(Object position labeling entries)

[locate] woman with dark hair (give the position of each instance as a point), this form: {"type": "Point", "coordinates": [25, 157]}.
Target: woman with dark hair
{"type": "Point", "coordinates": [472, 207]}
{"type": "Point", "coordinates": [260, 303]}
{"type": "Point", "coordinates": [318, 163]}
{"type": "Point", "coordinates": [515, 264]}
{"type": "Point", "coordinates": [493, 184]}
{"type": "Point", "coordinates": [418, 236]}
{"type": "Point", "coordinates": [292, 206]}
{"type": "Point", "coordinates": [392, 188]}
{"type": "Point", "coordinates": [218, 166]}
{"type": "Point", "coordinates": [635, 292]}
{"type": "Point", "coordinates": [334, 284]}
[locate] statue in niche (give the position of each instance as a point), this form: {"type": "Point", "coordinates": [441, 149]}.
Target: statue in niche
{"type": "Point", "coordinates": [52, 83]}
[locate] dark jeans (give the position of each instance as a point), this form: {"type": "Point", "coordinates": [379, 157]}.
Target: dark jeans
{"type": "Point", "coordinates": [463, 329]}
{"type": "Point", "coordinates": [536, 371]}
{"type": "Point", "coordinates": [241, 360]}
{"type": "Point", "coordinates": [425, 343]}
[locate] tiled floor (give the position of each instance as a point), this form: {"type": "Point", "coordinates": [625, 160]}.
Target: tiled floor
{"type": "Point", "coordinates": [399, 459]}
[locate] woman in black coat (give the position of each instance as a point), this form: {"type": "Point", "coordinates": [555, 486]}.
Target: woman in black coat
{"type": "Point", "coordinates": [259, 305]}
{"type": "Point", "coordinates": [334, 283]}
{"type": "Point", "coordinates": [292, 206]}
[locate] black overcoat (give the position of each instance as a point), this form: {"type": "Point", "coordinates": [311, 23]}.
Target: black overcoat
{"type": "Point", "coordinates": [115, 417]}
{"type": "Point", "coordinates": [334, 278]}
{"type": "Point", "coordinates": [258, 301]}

== INSTRUCTIONS TO FOLLOW ==
Reproduce every line of the data above from the line containing "[locate] woman in" through the end of the data, requests included, shifting each point coordinate in the answers up by 133. Keep the sample coordinates inside the requests unchanged.

== RESULT OF THIS TASK ==
[locate] woman in black coat (give the position of each instance as a point), this form: {"type": "Point", "coordinates": [555, 486]}.
Target: woman in black coat
{"type": "Point", "coordinates": [392, 438]}
{"type": "Point", "coordinates": [467, 416]}
{"type": "Point", "coordinates": [425, 339]}
[locate] black overcoat (give the position of each instance as a point), this form: {"type": "Point", "coordinates": [311, 23]}.
Target: black overcoat
{"type": "Point", "coordinates": [248, 550]}
{"type": "Point", "coordinates": [467, 411]}
{"type": "Point", "coordinates": [391, 434]}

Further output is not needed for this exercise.